### Task goal
The entries are to be written out word for word, with their images left out.

[Point-per-instance localization data]
________________________
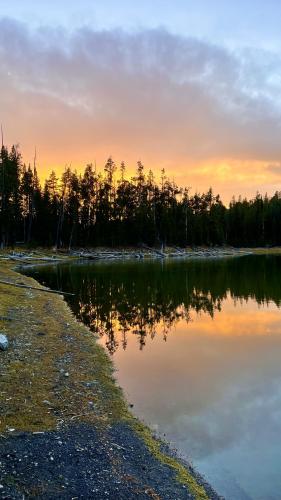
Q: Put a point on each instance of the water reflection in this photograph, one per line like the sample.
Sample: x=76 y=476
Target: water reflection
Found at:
x=214 y=388
x=145 y=298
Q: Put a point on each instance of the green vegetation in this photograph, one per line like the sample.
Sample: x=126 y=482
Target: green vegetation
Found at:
x=55 y=372
x=106 y=208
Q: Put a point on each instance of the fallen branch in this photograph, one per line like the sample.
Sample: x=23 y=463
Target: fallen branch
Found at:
x=35 y=288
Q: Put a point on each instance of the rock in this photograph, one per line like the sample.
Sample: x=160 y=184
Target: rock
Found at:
x=4 y=343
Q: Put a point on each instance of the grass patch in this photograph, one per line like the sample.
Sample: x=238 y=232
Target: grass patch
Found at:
x=54 y=372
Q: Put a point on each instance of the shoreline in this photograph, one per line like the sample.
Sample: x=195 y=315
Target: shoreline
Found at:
x=24 y=257
x=58 y=386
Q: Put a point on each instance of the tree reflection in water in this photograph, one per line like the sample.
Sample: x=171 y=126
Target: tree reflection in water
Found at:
x=141 y=298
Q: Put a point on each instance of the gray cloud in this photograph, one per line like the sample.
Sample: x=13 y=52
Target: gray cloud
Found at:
x=170 y=99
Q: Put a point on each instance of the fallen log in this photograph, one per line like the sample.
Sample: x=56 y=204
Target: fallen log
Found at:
x=46 y=290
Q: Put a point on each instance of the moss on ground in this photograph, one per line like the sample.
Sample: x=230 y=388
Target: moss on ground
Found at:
x=55 y=373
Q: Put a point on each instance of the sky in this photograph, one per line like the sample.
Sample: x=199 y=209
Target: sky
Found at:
x=192 y=86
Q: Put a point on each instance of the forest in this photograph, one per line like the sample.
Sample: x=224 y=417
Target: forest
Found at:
x=106 y=208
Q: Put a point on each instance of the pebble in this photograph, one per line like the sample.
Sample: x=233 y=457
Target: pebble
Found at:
x=4 y=343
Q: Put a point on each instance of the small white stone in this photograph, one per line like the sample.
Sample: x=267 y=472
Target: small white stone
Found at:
x=4 y=343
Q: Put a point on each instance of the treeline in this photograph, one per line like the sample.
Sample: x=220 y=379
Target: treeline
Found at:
x=107 y=208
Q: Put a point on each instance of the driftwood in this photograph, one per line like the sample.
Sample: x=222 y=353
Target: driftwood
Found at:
x=46 y=290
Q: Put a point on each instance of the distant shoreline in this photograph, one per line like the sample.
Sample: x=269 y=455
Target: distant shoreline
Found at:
x=75 y=421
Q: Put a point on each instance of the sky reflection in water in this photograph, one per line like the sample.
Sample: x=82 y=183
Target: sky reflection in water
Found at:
x=214 y=385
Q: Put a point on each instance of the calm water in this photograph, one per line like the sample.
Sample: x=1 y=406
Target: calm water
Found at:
x=197 y=347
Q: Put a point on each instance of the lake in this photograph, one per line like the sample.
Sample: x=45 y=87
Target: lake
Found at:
x=197 y=349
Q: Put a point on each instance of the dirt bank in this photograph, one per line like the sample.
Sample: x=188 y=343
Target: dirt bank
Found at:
x=65 y=428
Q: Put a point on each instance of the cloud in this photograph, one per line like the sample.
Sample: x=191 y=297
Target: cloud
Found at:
x=173 y=101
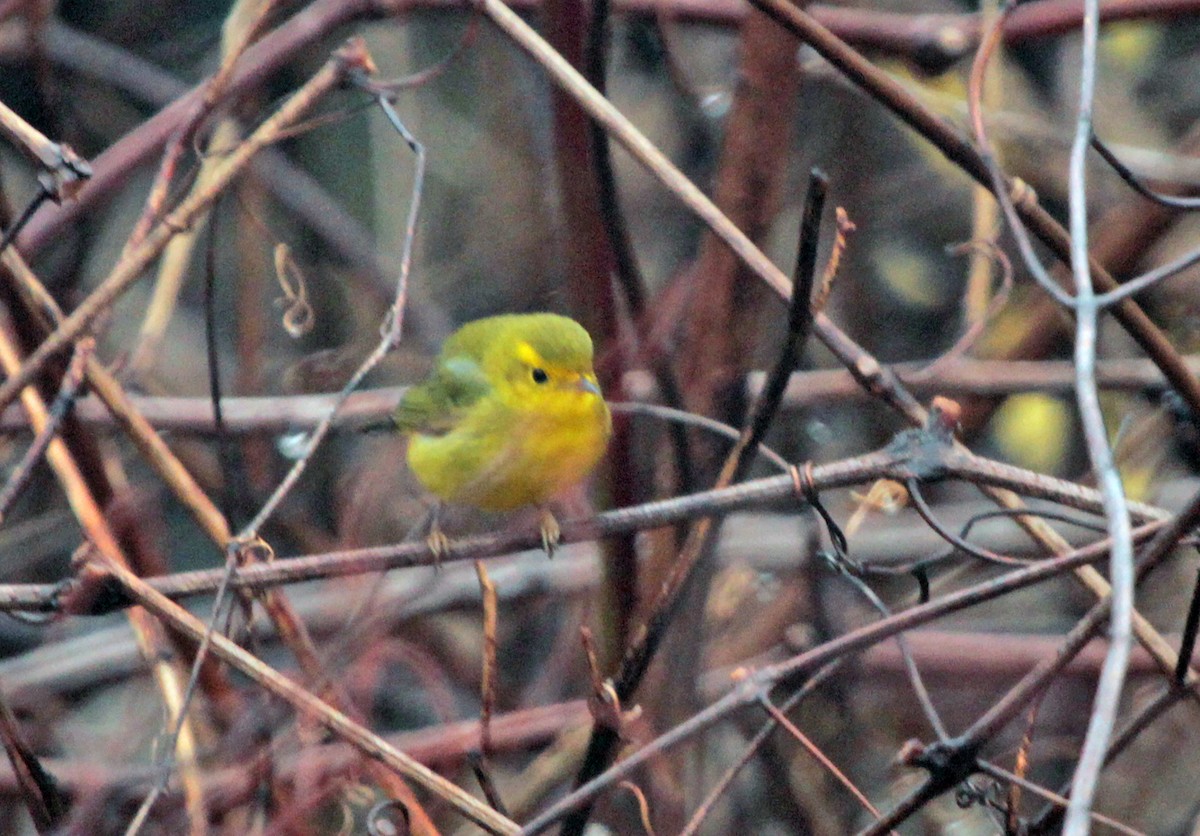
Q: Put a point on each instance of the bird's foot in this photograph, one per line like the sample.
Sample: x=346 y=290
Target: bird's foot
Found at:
x=551 y=534
x=438 y=543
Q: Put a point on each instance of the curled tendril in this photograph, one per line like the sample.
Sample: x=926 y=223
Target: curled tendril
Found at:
x=298 y=316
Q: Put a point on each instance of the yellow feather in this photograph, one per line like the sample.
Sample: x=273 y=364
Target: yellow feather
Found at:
x=537 y=428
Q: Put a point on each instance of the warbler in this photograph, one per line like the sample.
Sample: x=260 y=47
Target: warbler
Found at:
x=510 y=416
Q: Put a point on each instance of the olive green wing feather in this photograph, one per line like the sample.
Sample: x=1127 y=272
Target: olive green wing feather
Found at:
x=437 y=404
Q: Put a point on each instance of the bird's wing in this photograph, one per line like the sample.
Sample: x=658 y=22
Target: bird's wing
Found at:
x=437 y=404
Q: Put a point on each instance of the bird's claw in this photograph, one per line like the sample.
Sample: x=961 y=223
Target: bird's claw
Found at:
x=551 y=534
x=438 y=543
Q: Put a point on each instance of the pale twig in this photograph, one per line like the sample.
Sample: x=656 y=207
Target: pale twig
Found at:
________________________
### Solution to the exercise
Q: Put a point on each instance of the water reflection in this photograph, one per line like the sample.
Sample: x=76 y=476
Target: water reflection
Found at:
x=214 y=388
x=145 y=298
Q: Put a point on each instance of the green vegetation in this photograph, one per line like the sample.
Sample: x=126 y=482
Target: green vegetation
Found at:
x=55 y=372
x=106 y=208
Q: Put a point on each instance of the fallen branch in this photograph, one per line like the sample.
Sample: x=23 y=463
Target: fallen branch
Found at:
x=35 y=288
Q: Put a point on each instance of the rock in this photograph, one per line like the sample.
Sample: x=160 y=184
Target: rock
Found at:
x=4 y=343
Q: Put a point on each instance of the grass patch in this photograph, one per line like the sample.
Sample: x=238 y=232
Target: grass patch
Found at:
x=54 y=372
Q: Put a point on each instance of the shoreline in this photograph, one per line like the sample.
Sample: x=195 y=315
Target: shoreline
Found at:
x=24 y=257
x=58 y=386
Q: Put a point on each instance of the tree reflection in water in this photograph, one per line like the sample.
Sample: x=171 y=126
Target: tree reflection in water
Found at:
x=141 y=298
Q: Put a point on each instance of the gray cloud in this photograph, one per line like the sample.
Sample: x=13 y=52
Target: gray cloud
Found at:
x=170 y=99
Q: Put a point on each instance of the fallen log in this photograph, one per line like the sample.
Sample: x=56 y=204
Target: fallen log
Found at:
x=46 y=290
Q: Put a point on each instance of the moss on ground in this photograph, one per line like the sample.
Sample: x=230 y=388
Target: moss on ground
Found at:
x=55 y=373
Q: Put a point on each instance of the sky in this photograph, one per line like the sample.
Sample: x=199 y=209
Target: sky
Found at:
x=192 y=86
Q: Put a point on each instance of the forest in this photograph, one per line like the sample.
Sample: x=224 y=417
Target: forest
Found at:
x=106 y=208
Q: Put a point on each instance of the pebble in this photograph, one per line like the sample.
Sample: x=233 y=457
Target: pebble
Found at:
x=4 y=343
Q: Put a point on each instance of the small white stone in this photograph, one per line like the sample.
Sample: x=267 y=472
Target: small white stone
Found at:
x=4 y=343
Q: Put a point on each instance of the treeline in this photograph, one per line like the sample.
Sample: x=220 y=379
Target: treeline
Found at:
x=107 y=208
Q: Put a point on each instance of the driftwood in this photograph, one per line like the sample.
Sample: x=222 y=353
Target: driftwood
Found at:
x=46 y=290
Q: Put a point on each instance of the distant shoreline in this photograph, one per line like the sample.
Sample: x=269 y=455
Target: distant shoreline
Found at:
x=75 y=421
Q: Put a point on each instance of the sky reflection in water in this photograph, one per line like the sample.
Sample: x=82 y=183
Target: sky reflection in water
Found at:
x=214 y=385
Q: Put a point on each instance of the calm water in this photograph, one per line like the sample.
Sample: x=1 y=406
Target: calm water
Found at:
x=197 y=347
Q: Put a point on each instance of the lake in this photograph, one per line like the sample.
Sample: x=45 y=87
Target: lake
Found at:
x=197 y=349
Q: Put a point on each instance of the dirt bank in this photograph, one per line like the sample.
Sample: x=188 y=343
Target: dirt bank
Found at:
x=65 y=428
Q: Put a point on each instance of the cloud in this photograph, one per line like the sample.
Sample: x=191 y=297
Target: cloud
Found at:
x=173 y=101
Q: Put a point on each instance of the bird's foot in this photograph, one per line like the sample.
Sample: x=346 y=290
Target: bird's foot
Found at:
x=551 y=534
x=438 y=543
Q: Put a point on each instance of the curled tendril in this photograph, one per line like the sample.
Sample: x=926 y=223
Target: curled tendril
Found at:
x=298 y=316
Q: Put a point on each instance of the yellow feather in this photograph, one per line like the sample.
Sample: x=273 y=364
Target: yellow feather
Found at:
x=537 y=428
Q: Put a point on each instance of the warbler in this photograph, one per line like the sample.
Sample: x=260 y=47
Target: warbler
Found at:
x=510 y=416
Q: Put a point on each instance of the olive green wing feather in this photograph, one per line like the sample.
Sample: x=1127 y=272
Target: olive green wing feather
Found at:
x=437 y=404
Q: Put a point on each instance of the bird's wing in this photograph, one per line like the sample.
Sample: x=658 y=22
Target: bird's wing
Found at:
x=437 y=404
Q: Put a point on each instance of the bird's claw in this photograph, one per line like the sample.
Sample: x=961 y=223
Target: bird's claw
Found at:
x=551 y=534
x=438 y=543
Q: Put a point on each instance of the pale twig in this photograph, one per line like the sample.
Sample: x=656 y=207
Target: pale twig
Found at:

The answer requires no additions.